== What this task involves ==
The data below should be repeated exactly and in full.

== Input material ==
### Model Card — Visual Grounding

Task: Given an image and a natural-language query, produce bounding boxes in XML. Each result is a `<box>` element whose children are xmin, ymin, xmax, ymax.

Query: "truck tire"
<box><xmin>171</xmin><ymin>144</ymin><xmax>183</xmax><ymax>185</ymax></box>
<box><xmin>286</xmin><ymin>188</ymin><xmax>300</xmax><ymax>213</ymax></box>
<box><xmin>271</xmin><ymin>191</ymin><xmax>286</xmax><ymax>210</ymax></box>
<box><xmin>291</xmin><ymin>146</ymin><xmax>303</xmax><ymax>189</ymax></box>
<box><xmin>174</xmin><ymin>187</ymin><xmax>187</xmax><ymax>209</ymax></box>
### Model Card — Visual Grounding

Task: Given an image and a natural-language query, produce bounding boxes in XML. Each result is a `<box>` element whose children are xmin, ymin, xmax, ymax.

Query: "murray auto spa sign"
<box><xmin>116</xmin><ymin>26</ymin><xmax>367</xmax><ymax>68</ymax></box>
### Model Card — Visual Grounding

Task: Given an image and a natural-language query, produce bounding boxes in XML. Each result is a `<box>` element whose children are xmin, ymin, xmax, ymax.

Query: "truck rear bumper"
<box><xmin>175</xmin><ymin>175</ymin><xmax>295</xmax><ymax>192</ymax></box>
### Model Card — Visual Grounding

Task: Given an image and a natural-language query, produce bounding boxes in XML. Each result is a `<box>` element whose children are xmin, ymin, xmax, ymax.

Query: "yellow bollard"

== Solution below ==
### Model Card — Visual Grounding

Task: Given an image and a natural-language query, produce bounding boxes in XML. Each result is a `<box>` element whose children are xmin, ymin, xmax, ymax.

Query: "truck tire"
<box><xmin>171</xmin><ymin>144</ymin><xmax>183</xmax><ymax>185</ymax></box>
<box><xmin>286</xmin><ymin>188</ymin><xmax>300</xmax><ymax>213</ymax></box>
<box><xmin>271</xmin><ymin>191</ymin><xmax>286</xmax><ymax>210</ymax></box>
<box><xmin>291</xmin><ymin>146</ymin><xmax>303</xmax><ymax>189</ymax></box>
<box><xmin>174</xmin><ymin>187</ymin><xmax>187</xmax><ymax>209</ymax></box>
### Model Card — Visual Grounding

Task: Given an image and a natural-language query, produce bounding boxes in XML. Each result is a `<box>` element whose children are xmin, ymin, xmax, ymax.

Query: "murray auto spa sign"
<box><xmin>116</xmin><ymin>26</ymin><xmax>367</xmax><ymax>68</ymax></box>
### Model Card — Visual Grounding

Task: Given an image and a natural-language query, produce bounding boxes in XML. Each result is a `<box>` element whose children are xmin, ymin, xmax, ymax.

Query: "truck rear bumper"
<box><xmin>175</xmin><ymin>175</ymin><xmax>295</xmax><ymax>192</ymax></box>
### Model Card — Visual Grounding

Task: Given an image and a natural-language query, produce bounding boxes in XML. Each result is a `<box>` element whose children are xmin, ymin, xmax, ymax.

Query: "yellow bollard"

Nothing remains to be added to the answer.